(Records)

####################

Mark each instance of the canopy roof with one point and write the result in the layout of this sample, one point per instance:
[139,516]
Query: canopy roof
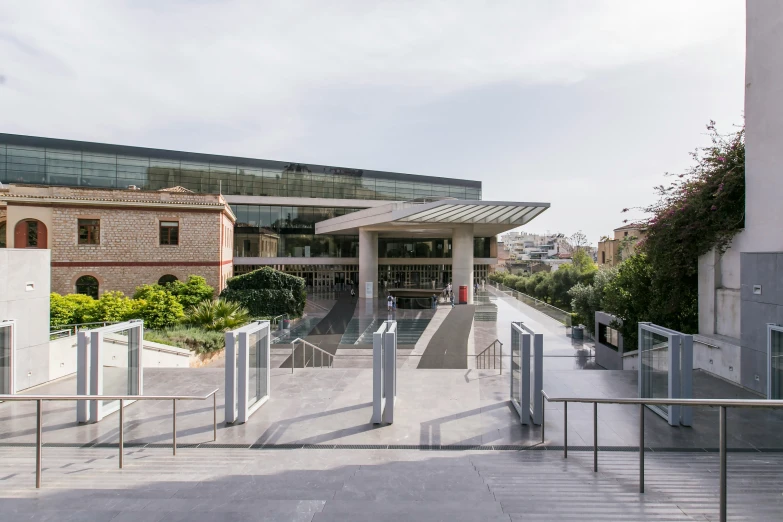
[435,218]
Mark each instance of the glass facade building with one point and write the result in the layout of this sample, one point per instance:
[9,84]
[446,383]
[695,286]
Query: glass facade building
[248,185]
[46,161]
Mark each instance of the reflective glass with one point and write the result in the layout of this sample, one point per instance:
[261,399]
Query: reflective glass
[655,366]
[776,365]
[258,367]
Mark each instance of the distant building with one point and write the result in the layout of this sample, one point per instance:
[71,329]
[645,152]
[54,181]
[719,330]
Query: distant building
[611,252]
[115,239]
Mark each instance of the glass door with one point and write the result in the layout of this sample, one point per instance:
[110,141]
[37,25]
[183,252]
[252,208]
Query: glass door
[775,362]
[6,357]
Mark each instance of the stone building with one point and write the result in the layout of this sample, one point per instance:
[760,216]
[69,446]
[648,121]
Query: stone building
[113,239]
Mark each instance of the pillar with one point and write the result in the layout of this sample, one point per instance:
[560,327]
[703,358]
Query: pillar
[462,260]
[368,262]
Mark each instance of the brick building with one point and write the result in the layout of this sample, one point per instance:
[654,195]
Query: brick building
[113,239]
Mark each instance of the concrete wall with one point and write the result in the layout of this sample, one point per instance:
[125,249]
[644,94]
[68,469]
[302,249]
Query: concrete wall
[62,356]
[24,297]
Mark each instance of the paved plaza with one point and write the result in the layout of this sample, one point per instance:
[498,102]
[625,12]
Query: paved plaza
[456,449]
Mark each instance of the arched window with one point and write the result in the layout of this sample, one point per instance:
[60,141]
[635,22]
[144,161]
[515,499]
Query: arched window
[87,285]
[166,279]
[30,233]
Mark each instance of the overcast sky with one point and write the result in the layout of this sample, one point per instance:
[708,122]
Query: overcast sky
[583,104]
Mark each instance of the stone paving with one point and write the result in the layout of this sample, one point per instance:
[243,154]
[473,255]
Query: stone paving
[211,485]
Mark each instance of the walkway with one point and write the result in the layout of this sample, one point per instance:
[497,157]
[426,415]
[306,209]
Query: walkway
[384,486]
[448,348]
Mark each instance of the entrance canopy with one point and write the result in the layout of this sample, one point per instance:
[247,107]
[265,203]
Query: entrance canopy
[435,218]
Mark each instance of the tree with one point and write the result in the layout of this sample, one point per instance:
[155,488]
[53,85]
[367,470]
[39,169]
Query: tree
[628,296]
[159,308]
[192,292]
[587,298]
[217,315]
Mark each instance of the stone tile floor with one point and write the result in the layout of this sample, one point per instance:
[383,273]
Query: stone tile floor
[210,485]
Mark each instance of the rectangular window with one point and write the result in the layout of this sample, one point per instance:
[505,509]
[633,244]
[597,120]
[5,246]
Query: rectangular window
[169,233]
[89,231]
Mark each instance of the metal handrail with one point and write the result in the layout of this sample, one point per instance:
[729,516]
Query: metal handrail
[313,347]
[723,404]
[487,356]
[122,398]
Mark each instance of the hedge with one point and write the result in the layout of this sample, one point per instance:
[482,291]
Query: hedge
[267,292]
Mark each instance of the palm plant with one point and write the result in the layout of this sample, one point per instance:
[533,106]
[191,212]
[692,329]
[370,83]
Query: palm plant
[217,315]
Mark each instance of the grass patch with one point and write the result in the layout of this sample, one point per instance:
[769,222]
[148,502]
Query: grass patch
[194,339]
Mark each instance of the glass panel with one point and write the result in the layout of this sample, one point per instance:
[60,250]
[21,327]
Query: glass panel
[516,366]
[776,365]
[115,369]
[258,368]
[655,367]
[5,358]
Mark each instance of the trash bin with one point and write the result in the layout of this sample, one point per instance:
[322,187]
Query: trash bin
[578,332]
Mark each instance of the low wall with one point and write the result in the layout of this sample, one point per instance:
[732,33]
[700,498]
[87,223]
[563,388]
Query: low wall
[62,357]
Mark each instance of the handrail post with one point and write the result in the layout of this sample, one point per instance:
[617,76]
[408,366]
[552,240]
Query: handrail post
[722,420]
[38,442]
[565,429]
[122,439]
[595,437]
[174,426]
[641,448]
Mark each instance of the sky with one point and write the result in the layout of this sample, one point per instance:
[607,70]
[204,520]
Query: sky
[584,104]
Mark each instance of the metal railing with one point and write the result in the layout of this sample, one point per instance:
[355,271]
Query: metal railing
[39,399]
[545,308]
[313,348]
[487,359]
[723,404]
[73,328]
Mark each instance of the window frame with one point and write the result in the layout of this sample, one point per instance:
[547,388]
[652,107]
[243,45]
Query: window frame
[165,226]
[95,235]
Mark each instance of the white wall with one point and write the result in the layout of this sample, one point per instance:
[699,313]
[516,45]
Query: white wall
[25,280]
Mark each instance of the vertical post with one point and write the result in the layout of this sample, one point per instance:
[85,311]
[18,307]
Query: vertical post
[122,438]
[565,429]
[38,434]
[641,448]
[723,464]
[595,437]
[174,426]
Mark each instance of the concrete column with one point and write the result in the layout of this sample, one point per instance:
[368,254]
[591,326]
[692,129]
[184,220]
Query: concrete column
[462,260]
[368,262]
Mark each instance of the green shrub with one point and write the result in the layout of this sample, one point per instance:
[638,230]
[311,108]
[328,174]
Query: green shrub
[113,307]
[191,292]
[267,292]
[160,309]
[194,339]
[218,315]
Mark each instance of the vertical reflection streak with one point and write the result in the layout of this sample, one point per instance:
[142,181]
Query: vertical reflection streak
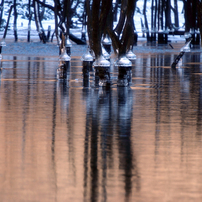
[53,136]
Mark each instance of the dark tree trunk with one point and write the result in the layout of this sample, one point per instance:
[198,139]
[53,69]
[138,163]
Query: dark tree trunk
[7,23]
[29,22]
[1,12]
[168,23]
[15,21]
[145,20]
[176,14]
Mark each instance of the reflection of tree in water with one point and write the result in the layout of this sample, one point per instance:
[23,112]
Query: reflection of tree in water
[103,116]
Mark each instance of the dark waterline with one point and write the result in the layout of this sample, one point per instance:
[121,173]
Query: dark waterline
[61,141]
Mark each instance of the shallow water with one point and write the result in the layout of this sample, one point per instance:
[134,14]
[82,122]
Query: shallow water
[61,141]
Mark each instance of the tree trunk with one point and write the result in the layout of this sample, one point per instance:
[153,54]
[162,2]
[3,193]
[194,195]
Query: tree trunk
[15,21]
[176,14]
[1,12]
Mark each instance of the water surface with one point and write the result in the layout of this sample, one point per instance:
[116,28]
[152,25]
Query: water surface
[61,141]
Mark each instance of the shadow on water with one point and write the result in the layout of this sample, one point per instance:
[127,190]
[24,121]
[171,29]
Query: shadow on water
[64,139]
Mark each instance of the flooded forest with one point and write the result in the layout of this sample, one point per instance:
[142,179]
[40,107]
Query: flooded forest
[100,100]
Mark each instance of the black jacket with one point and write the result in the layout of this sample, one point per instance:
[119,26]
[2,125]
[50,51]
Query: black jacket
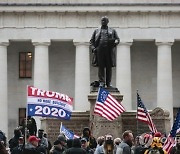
[75,150]
[56,150]
[94,43]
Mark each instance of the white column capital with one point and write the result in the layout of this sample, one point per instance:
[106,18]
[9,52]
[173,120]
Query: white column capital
[41,43]
[81,43]
[164,43]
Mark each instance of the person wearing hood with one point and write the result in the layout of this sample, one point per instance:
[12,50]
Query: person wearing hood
[176,149]
[76,148]
[57,148]
[125,146]
[31,146]
[107,147]
[14,142]
[90,139]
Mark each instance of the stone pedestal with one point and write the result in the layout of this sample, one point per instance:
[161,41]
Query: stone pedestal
[99,125]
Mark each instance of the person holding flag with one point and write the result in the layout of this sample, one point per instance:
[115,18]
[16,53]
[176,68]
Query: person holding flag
[170,142]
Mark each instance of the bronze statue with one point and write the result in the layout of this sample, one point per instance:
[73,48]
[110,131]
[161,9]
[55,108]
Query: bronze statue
[103,45]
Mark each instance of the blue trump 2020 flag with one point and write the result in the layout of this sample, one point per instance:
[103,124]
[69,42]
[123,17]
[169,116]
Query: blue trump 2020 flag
[69,134]
[48,103]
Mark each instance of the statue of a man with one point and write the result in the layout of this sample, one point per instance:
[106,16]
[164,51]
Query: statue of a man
[103,45]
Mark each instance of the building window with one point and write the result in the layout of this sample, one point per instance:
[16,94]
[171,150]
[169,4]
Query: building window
[25,64]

####################

- **Task details**
Produce an exact repeat of the lines from the one containing "Mark each instance of the white column" through the last line of the data, and nothing more.

- **Exercise result**
Mark each instance of the white column capital with one point and write the result in the layout of this sample, one point per instance:
[106,18]
[9,52]
[173,120]
Query: white column capital
[41,43]
[81,43]
[164,43]
Mark each instance of the person wearing hood with one point and write the result in the layout of this sample, one point per instance:
[12,50]
Query: person wearing hood
[176,149]
[76,148]
[57,148]
[125,146]
[31,146]
[107,147]
[14,142]
[90,139]
Mark each instance of the stone pedestal with one point and write the result in the layout of this sample, one point per instance:
[161,41]
Query: stone pedestal
[99,125]
Mark each instance of the person holding flag with one point and write the result in the layout of this sample, one point per instance:
[115,18]
[16,53]
[176,68]
Query: person holding flag
[170,142]
Mark each instance of the bronze statue with one point and write the result in the layout of this sample, one point per instance:
[73,48]
[110,131]
[161,9]
[55,108]
Query: bronze statue
[103,45]
Mark each instance of the blue trump 2020 flag with one point and write the result in the layout of this sample, one point per instance:
[103,124]
[69,42]
[123,17]
[169,116]
Query: blue trump 2020 flag
[69,134]
[48,103]
Mark each instance of the statue of a man with one point and write the result in the layout of this sample, one point per instance:
[106,16]
[164,51]
Query: statue of a man
[103,45]
Mark each instance of the building window with one point and write the result in the layout of this sample, one point per instance:
[16,94]
[171,150]
[169,4]
Query: building window
[25,64]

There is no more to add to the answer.